Instructions to follow
Copy every one of the following items line for line, changing nothing.

Data to process
[START]

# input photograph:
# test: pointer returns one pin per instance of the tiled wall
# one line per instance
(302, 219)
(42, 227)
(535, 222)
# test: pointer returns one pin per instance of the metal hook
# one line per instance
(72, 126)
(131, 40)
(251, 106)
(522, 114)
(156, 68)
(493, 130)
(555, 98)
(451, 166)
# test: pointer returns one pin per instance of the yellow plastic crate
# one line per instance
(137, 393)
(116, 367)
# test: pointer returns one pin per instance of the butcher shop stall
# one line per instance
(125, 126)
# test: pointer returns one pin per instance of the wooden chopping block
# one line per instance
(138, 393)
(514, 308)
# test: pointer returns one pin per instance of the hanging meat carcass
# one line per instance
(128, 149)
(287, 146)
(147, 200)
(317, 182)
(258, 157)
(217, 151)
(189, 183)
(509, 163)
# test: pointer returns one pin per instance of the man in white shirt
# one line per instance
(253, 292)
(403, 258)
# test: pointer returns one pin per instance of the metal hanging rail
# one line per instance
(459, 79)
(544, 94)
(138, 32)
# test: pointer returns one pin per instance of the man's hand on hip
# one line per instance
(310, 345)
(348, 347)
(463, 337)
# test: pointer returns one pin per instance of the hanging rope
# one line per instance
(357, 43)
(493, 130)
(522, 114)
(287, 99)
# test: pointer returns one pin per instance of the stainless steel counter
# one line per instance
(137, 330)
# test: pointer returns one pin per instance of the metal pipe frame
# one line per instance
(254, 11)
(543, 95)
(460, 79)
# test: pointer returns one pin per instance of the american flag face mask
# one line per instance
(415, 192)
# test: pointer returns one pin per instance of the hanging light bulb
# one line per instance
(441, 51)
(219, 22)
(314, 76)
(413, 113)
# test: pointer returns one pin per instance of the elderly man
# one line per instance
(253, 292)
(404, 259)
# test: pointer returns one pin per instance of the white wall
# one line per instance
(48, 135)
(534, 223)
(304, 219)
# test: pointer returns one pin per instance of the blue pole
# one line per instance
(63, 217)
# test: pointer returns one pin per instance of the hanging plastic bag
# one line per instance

[END]

Full output
# input photograph:
# test: pointer returns one pin per instance of the tiled wall
# one line per instance
(302, 219)
(42, 227)
(535, 222)
# test: pointer returns one pin per instance of the metal hook
# one line per instance
(72, 126)
(131, 40)
(251, 106)
(522, 114)
(156, 68)
(493, 130)
(555, 98)
(451, 166)
# test: pointer returns one pin per instance of the yellow plastic crate
# one line per instance
(137, 393)
(116, 367)
# test: pointer returns one pin per instance of the butcher shop stall
# one line per instance
(125, 126)
# test: pointer returns one pin per instance of the wooden chopping block
# one line per instance
(138, 393)
(514, 308)
# test: pointer returns one pin per instance of the hanging meat carcass
# one line per instance
(128, 149)
(287, 146)
(147, 200)
(317, 182)
(258, 157)
(217, 151)
(189, 183)
(509, 163)
# test: pointer returns one pin per instance of the man in white shirt
# one line per instance
(253, 292)
(403, 258)
# test: pointer returns one pin per instance of the metal hanging rail
# one line per instance
(459, 79)
(544, 94)
(138, 32)
# test: pointer returns one pin per instance of the man's hand on hip
# one line per instance
(310, 345)
(348, 347)
(463, 337)
# test: pointer returns one pin per instance of the hanging rope
# one line per instance
(357, 43)
(493, 130)
(522, 114)
(287, 99)
# test: pointer returns one pin per instance of the stainless steel counter
# one line per instance
(137, 330)
# test: pointer returns one pin per instance of the metal pipe frame
# one line per instance
(254, 11)
(543, 95)
(460, 79)
# test: pointer returns one pin per instance of the american flag face mask
# one line per instance
(415, 192)
# test: pointer returns one pin per instance of the hanging light bulb
# one line per instance
(441, 51)
(219, 22)
(314, 76)
(413, 113)
# test: pointer returns one pin per instance of the elderly man
# one line per instance
(253, 292)
(404, 259)
# test: pointer returns one pin per instance of the white wall
# one line per instance
(48, 135)
(534, 223)
(304, 219)
# test: pointer returns one pin per instance of the blue pole
# one line per instance
(63, 217)
# test: pointer returns one pin per instance of the hanging plastic bag
# one line per instance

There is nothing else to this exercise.